§ **Task statement**:
Can you copy out every one of the items below word for word?

+ + + +

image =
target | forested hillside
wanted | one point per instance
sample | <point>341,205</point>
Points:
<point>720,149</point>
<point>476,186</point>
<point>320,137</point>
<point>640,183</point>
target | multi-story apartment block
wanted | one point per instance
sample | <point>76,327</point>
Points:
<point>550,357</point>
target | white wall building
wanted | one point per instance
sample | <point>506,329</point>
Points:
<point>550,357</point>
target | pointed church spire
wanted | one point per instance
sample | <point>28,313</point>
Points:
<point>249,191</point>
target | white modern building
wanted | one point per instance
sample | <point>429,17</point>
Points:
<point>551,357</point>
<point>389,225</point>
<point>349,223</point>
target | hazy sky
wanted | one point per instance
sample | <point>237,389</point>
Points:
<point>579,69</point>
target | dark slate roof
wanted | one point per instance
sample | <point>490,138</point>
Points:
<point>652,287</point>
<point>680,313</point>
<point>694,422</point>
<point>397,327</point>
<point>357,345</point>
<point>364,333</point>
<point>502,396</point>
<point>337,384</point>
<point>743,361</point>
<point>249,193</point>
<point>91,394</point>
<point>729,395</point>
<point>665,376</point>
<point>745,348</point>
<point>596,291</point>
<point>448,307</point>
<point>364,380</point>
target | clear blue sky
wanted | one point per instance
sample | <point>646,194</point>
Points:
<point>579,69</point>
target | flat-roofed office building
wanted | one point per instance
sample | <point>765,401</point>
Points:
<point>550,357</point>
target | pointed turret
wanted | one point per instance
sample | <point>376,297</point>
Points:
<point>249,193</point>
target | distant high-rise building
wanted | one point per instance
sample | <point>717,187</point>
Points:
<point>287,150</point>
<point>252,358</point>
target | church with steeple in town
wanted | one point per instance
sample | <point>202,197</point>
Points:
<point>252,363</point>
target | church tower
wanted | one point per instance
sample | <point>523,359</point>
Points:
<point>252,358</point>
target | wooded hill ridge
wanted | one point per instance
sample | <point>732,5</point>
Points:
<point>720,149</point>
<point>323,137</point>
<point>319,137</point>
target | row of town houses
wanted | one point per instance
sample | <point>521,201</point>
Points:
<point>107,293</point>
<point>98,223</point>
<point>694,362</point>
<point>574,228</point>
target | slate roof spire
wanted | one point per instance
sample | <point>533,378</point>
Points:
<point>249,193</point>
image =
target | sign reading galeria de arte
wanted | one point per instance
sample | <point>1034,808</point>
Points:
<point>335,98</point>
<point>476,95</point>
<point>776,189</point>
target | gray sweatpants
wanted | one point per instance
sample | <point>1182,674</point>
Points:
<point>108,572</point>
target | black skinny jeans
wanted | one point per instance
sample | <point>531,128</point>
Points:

+ + + +

§ **Completed task**:
image =
target | forested hillside
wanted | one point per instance
sample | <point>341,205</point>
Points:
<point>720,149</point>
<point>476,186</point>
<point>320,137</point>
<point>640,183</point>
target | multi-story apartment block
wanted | one point per instance
sample | <point>76,327</point>
Points:
<point>550,357</point>
target | white wall building
wanted | one point per instance
sample | <point>506,329</point>
Points:
<point>550,357</point>
target | pointed church spire
wanted | one point per instance
sample | <point>28,313</point>
Points:
<point>249,191</point>
target | white modern building
wanted | one point per instance
sample | <point>429,17</point>
Points:
<point>551,357</point>
<point>389,225</point>
<point>349,223</point>
target | hazy sky
wanted | one point per instance
sample | <point>237,389</point>
Points:
<point>579,69</point>
target | dark slate roof
wanted | one point per instance
sample | <point>490,138</point>
Points:
<point>652,287</point>
<point>680,313</point>
<point>694,422</point>
<point>397,327</point>
<point>357,345</point>
<point>364,333</point>
<point>502,396</point>
<point>337,384</point>
<point>743,361</point>
<point>249,193</point>
<point>91,394</point>
<point>729,395</point>
<point>665,376</point>
<point>745,348</point>
<point>596,291</point>
<point>448,307</point>
<point>364,380</point>
target | clear blue sky
wanted | one point per instance
sample | <point>646,194</point>
Points:
<point>579,69</point>
target | flat-roofed office building
wanted | one point per instance
sample | <point>765,401</point>
Points:
<point>550,357</point>
target | pointed turret
wanted | one point per instance
sample | <point>376,297</point>
Points:
<point>249,193</point>
target | distant high-rise building
wanted | one point per instance
sample | <point>717,187</point>
Points:
<point>287,150</point>
<point>252,358</point>
target | church with steeple in town
wanted | one point per instance
sample | <point>202,197</point>
Points:
<point>252,363</point>
target | church tower
wanted | one point per instance
sample | <point>523,359</point>
Points:
<point>252,358</point>
target | wooded hill ridge
wanted | one point per instance
sample | <point>732,5</point>
Points:
<point>720,149</point>
<point>323,137</point>
<point>319,137</point>
target | row of town houses
wanted | one point per instance
sample | <point>521,201</point>
Points:
<point>107,293</point>
<point>98,223</point>
<point>694,362</point>
<point>574,228</point>
target | slate roof spire
wanted | one point per instance
sample | <point>533,378</point>
Points:
<point>249,193</point>
image =
target | sign reading galeria de arte
wanted | one point per instance
sample | <point>1034,808</point>
Points:
<point>335,98</point>
<point>476,95</point>
<point>776,189</point>
target | gray sweatpants
wanted | one point per instance
sample | <point>1182,674</point>
Points:
<point>108,572</point>
target | black skinny jeans
wanted | one point per instance
sample | <point>531,128</point>
Points:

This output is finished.